*** Block opens ***

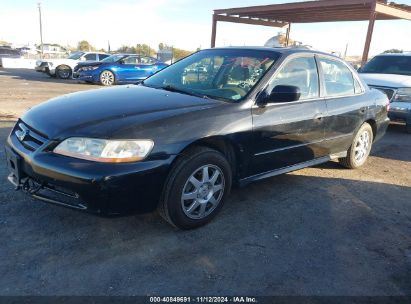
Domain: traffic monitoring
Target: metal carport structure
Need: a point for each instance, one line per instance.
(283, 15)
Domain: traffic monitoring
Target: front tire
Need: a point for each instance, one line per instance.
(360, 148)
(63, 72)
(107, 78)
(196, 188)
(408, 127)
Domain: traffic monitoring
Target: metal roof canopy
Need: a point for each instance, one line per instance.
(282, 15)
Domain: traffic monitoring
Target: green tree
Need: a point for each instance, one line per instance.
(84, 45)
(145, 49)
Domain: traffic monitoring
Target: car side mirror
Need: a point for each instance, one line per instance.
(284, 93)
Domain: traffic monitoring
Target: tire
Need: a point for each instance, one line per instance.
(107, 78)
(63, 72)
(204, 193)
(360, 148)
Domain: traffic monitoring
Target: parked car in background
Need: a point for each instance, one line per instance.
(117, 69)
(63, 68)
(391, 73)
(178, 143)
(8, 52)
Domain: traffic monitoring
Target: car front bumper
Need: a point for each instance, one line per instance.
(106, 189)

*** Block closes ***
*** Block opens ***

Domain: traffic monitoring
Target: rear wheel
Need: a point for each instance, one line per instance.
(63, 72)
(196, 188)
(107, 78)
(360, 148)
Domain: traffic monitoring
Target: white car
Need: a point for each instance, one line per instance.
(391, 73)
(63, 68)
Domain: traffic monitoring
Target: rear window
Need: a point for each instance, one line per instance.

*** Block closes ***

Work order
Counting only lines that contain the string "Target", how many are there in the data above? Give the number alone.

Response
11